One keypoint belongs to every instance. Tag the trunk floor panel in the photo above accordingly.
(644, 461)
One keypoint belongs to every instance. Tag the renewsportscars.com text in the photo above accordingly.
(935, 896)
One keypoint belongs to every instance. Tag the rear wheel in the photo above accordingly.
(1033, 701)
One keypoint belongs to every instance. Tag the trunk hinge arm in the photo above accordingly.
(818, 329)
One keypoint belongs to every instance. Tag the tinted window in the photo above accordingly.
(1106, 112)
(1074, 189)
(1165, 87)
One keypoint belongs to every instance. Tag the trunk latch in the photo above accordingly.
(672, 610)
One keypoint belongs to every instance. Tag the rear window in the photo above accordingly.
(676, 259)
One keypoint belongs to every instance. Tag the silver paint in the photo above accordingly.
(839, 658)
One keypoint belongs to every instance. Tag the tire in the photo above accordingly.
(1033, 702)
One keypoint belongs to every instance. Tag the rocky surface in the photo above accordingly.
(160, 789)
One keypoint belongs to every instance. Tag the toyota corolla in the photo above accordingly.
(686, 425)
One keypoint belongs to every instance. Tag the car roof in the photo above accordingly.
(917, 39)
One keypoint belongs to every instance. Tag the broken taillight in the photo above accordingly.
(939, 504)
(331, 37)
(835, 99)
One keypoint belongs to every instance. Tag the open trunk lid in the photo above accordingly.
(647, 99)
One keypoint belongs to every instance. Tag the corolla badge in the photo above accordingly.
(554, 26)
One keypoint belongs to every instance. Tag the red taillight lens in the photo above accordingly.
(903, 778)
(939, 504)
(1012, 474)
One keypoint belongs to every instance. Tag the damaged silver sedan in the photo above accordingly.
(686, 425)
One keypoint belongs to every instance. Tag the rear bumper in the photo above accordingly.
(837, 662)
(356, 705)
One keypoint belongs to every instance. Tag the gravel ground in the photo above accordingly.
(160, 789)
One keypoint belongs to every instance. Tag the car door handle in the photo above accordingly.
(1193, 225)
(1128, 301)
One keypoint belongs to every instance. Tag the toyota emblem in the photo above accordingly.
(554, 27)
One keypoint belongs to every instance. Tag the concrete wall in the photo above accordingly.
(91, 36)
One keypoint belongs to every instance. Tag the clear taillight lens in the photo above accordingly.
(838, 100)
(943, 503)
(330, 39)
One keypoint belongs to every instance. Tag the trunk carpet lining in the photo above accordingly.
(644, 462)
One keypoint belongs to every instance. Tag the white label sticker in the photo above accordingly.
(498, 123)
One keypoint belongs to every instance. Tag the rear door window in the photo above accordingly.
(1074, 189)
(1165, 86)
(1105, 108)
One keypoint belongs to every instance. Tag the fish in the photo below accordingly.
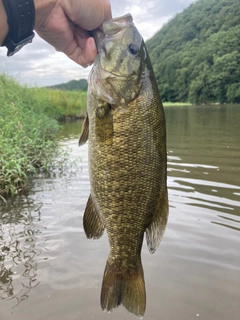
(126, 133)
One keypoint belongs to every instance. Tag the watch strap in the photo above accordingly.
(21, 19)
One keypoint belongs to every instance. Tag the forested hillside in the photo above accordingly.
(196, 56)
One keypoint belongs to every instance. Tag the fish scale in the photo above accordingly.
(127, 161)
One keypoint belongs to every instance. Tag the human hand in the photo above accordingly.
(65, 25)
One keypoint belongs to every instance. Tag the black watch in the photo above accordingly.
(21, 19)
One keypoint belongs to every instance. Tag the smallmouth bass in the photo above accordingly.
(125, 126)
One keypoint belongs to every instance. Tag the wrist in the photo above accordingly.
(3, 23)
(42, 10)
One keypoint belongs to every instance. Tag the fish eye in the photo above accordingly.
(133, 48)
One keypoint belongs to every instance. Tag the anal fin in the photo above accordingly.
(92, 222)
(157, 226)
(84, 133)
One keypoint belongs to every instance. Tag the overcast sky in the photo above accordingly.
(39, 64)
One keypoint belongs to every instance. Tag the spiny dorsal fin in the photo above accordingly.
(92, 222)
(84, 134)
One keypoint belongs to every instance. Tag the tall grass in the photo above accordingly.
(60, 104)
(28, 128)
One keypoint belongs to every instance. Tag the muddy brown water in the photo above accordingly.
(49, 270)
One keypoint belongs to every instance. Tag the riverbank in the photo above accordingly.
(28, 128)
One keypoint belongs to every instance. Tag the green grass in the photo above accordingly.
(176, 104)
(60, 104)
(28, 128)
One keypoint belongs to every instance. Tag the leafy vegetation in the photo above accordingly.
(28, 130)
(196, 56)
(60, 104)
(73, 85)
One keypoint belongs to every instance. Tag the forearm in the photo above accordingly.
(3, 23)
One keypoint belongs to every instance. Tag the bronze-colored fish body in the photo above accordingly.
(125, 126)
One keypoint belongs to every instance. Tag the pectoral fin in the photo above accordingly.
(156, 228)
(92, 222)
(84, 134)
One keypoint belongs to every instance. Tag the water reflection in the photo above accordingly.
(43, 247)
(19, 230)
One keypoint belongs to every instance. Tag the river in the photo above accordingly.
(49, 270)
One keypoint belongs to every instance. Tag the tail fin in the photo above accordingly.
(127, 289)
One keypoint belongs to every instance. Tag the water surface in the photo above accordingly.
(49, 270)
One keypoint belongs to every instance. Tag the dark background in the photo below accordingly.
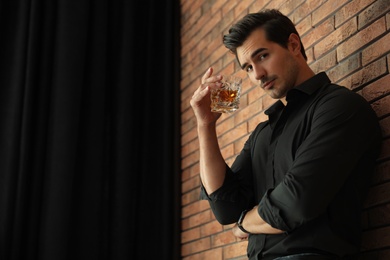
(89, 129)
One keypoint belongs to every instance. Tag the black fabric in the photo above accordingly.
(308, 170)
(89, 132)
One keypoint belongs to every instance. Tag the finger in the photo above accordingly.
(207, 74)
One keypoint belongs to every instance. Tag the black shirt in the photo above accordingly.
(307, 168)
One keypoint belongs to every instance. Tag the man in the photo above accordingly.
(297, 187)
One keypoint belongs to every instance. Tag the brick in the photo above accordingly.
(360, 39)
(241, 8)
(275, 4)
(388, 21)
(377, 49)
(318, 33)
(382, 106)
(304, 10)
(324, 63)
(190, 197)
(328, 27)
(190, 235)
(350, 10)
(289, 6)
(377, 88)
(385, 126)
(196, 246)
(336, 37)
(377, 9)
(367, 74)
(190, 184)
(215, 253)
(199, 219)
(257, 6)
(189, 21)
(345, 68)
(327, 9)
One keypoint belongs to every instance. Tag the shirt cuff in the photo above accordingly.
(271, 214)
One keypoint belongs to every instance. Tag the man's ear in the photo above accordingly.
(294, 44)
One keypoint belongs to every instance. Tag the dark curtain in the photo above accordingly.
(89, 129)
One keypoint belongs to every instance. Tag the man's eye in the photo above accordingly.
(263, 56)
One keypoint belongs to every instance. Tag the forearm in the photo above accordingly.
(212, 164)
(254, 224)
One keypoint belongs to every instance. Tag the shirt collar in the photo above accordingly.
(309, 86)
(303, 90)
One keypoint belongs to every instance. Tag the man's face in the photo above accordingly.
(268, 64)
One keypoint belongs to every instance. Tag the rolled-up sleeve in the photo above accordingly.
(237, 192)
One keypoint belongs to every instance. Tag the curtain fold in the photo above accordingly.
(89, 129)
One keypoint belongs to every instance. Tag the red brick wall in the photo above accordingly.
(349, 40)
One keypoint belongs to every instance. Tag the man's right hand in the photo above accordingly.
(200, 101)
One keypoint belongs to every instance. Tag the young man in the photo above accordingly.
(297, 187)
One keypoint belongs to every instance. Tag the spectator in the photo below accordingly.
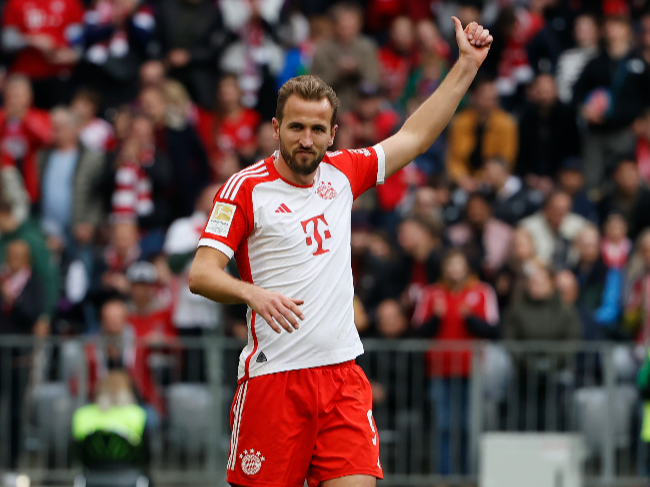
(509, 283)
(114, 408)
(397, 58)
(611, 92)
(43, 266)
(254, 55)
(567, 287)
(194, 316)
(22, 293)
(138, 183)
(432, 67)
(117, 349)
(20, 307)
(615, 246)
(191, 36)
(118, 37)
(478, 133)
(149, 310)
(636, 318)
(484, 239)
(372, 119)
(570, 178)
(23, 132)
(552, 228)
(109, 269)
(71, 209)
(232, 127)
(541, 316)
(420, 241)
(458, 308)
(169, 110)
(629, 197)
(266, 143)
(548, 133)
(572, 61)
(600, 287)
(46, 39)
(512, 200)
(95, 133)
(348, 59)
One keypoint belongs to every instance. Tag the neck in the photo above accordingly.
(287, 173)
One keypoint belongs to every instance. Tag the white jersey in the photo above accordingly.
(295, 240)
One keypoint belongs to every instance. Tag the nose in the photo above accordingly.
(306, 141)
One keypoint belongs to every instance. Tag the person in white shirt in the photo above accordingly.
(303, 408)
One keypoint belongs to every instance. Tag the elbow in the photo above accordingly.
(194, 281)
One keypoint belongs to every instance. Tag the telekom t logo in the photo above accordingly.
(317, 236)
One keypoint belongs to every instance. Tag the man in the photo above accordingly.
(24, 131)
(71, 209)
(552, 228)
(480, 132)
(348, 59)
(629, 197)
(47, 40)
(303, 409)
(512, 200)
(548, 133)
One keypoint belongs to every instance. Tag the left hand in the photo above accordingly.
(473, 42)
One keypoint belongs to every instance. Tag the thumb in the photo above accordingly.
(457, 24)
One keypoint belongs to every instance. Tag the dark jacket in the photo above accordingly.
(19, 318)
(545, 141)
(636, 214)
(198, 28)
(627, 81)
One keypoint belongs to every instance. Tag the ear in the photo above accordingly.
(332, 134)
(276, 128)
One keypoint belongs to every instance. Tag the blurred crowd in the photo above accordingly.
(528, 219)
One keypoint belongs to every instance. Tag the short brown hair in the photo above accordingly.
(309, 88)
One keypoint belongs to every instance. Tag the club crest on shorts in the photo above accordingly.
(251, 461)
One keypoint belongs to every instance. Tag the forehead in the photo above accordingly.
(307, 112)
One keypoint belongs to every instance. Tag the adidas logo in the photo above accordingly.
(283, 209)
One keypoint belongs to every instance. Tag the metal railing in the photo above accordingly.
(433, 401)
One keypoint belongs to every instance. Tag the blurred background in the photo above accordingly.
(502, 278)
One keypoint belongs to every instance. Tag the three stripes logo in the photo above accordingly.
(283, 209)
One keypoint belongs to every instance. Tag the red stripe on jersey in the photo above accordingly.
(250, 356)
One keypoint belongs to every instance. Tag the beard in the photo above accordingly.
(297, 163)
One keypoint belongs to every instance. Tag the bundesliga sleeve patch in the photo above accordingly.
(221, 219)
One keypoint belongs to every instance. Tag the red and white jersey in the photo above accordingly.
(295, 240)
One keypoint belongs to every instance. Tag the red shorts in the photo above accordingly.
(313, 424)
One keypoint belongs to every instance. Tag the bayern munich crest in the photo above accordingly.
(251, 461)
(326, 191)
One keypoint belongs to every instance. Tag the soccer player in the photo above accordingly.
(303, 409)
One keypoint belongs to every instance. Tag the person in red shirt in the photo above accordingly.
(398, 57)
(46, 37)
(458, 308)
(24, 130)
(232, 128)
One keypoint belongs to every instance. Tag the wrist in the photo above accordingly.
(468, 63)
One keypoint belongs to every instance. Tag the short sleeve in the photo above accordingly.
(229, 222)
(365, 168)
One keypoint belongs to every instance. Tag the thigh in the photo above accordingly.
(348, 440)
(273, 431)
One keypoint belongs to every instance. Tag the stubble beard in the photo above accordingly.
(302, 169)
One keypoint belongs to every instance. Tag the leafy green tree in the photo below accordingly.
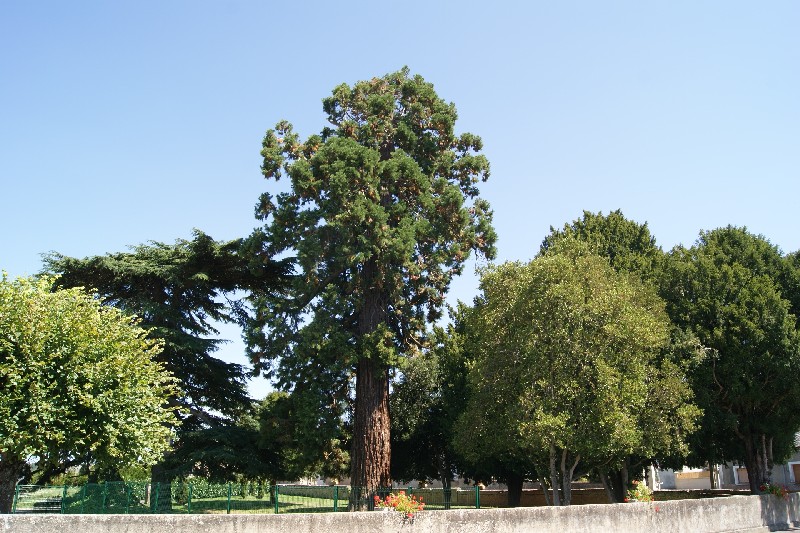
(382, 210)
(425, 402)
(79, 376)
(180, 291)
(728, 290)
(566, 349)
(627, 245)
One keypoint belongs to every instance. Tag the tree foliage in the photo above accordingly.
(567, 356)
(628, 245)
(77, 376)
(426, 401)
(179, 291)
(381, 212)
(731, 290)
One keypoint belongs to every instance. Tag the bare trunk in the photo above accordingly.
(607, 486)
(10, 471)
(616, 482)
(371, 451)
(758, 461)
(554, 477)
(566, 476)
(545, 489)
(514, 483)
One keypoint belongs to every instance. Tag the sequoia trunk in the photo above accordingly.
(371, 452)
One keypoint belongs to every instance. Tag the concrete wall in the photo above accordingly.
(735, 513)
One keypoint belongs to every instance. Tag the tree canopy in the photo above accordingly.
(77, 376)
(730, 290)
(567, 352)
(382, 210)
(181, 291)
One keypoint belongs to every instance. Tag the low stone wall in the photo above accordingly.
(715, 515)
(586, 496)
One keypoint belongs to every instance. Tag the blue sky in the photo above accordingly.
(124, 122)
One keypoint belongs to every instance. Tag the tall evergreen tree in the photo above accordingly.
(382, 210)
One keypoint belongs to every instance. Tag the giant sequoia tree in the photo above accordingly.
(381, 212)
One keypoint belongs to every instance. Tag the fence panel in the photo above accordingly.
(199, 496)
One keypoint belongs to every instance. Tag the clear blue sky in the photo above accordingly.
(124, 122)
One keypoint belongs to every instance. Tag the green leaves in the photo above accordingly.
(78, 376)
(382, 204)
(567, 353)
(733, 290)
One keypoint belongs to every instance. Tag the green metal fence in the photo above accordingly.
(202, 497)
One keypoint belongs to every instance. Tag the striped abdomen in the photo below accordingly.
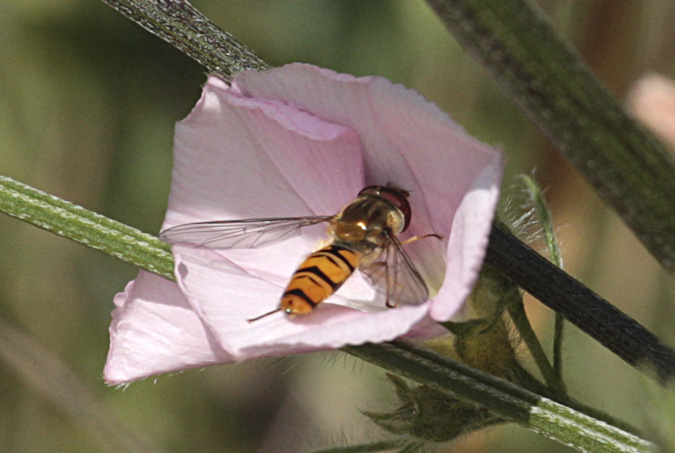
(318, 277)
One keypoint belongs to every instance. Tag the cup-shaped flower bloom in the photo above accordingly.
(291, 142)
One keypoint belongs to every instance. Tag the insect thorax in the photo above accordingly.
(368, 218)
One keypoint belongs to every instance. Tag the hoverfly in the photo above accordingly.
(363, 236)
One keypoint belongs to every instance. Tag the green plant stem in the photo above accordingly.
(526, 333)
(543, 74)
(88, 228)
(582, 307)
(545, 220)
(535, 412)
(182, 25)
(421, 365)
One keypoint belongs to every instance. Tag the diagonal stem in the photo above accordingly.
(542, 73)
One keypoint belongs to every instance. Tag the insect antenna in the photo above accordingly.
(263, 315)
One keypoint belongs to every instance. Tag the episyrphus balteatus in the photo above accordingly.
(364, 236)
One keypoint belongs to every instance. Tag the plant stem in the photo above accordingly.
(513, 403)
(544, 75)
(424, 366)
(578, 304)
(545, 220)
(88, 228)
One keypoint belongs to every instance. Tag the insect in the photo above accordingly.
(363, 236)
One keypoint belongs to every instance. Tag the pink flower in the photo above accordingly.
(652, 99)
(297, 141)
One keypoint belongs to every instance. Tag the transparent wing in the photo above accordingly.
(394, 274)
(249, 233)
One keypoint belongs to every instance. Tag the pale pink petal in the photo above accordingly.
(298, 141)
(237, 158)
(652, 99)
(412, 144)
(207, 280)
(154, 330)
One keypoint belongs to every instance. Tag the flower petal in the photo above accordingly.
(297, 141)
(154, 330)
(237, 158)
(207, 280)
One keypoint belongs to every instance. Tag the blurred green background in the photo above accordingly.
(88, 102)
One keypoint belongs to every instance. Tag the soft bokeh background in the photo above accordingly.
(88, 101)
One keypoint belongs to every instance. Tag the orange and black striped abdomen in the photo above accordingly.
(318, 277)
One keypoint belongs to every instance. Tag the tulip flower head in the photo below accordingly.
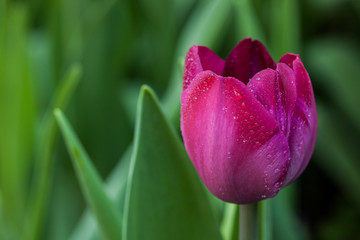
(249, 125)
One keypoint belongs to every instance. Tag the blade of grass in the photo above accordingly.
(44, 151)
(230, 222)
(98, 200)
(162, 183)
(265, 219)
(87, 228)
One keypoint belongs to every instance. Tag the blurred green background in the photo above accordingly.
(101, 52)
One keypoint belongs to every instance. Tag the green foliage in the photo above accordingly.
(114, 47)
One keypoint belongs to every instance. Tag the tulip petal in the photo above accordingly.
(246, 59)
(198, 59)
(233, 141)
(304, 120)
(276, 91)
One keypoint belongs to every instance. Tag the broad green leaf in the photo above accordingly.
(87, 228)
(248, 23)
(44, 154)
(164, 197)
(95, 194)
(286, 225)
(230, 222)
(285, 29)
(265, 225)
(17, 111)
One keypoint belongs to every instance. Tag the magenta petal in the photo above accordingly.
(304, 121)
(199, 59)
(276, 91)
(246, 59)
(233, 141)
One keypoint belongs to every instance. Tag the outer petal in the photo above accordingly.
(276, 90)
(199, 59)
(304, 121)
(246, 59)
(233, 141)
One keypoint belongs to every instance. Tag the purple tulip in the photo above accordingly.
(249, 124)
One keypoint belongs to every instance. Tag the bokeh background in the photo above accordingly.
(114, 47)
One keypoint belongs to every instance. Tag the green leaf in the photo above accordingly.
(285, 29)
(164, 197)
(286, 224)
(335, 64)
(87, 228)
(265, 219)
(248, 23)
(95, 194)
(44, 154)
(230, 222)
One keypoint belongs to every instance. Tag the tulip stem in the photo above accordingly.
(246, 231)
(264, 219)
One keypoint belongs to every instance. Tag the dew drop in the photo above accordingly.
(237, 94)
(243, 106)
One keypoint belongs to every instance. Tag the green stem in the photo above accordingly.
(247, 222)
(264, 220)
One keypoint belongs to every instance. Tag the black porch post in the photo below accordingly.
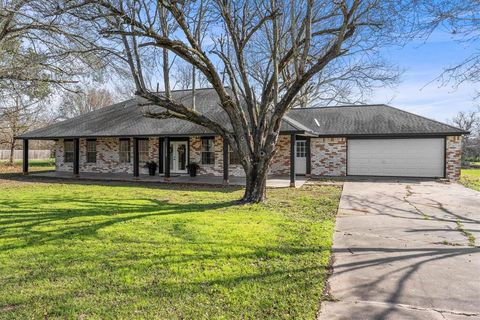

+++++

• [TUS INSTRUCCIONES] Extrae de los registros de arriba cada línea que contenga la palabra "shorts" y cópiala sin cambios.

• [RESULTADO DEL EJERCICIO]
One keypoint belongs to every instance. Tag the club crest on shorts in the photo above accordingly.
One keypoint belongs to every instance. Tag the red shorts in the photo above accordingly.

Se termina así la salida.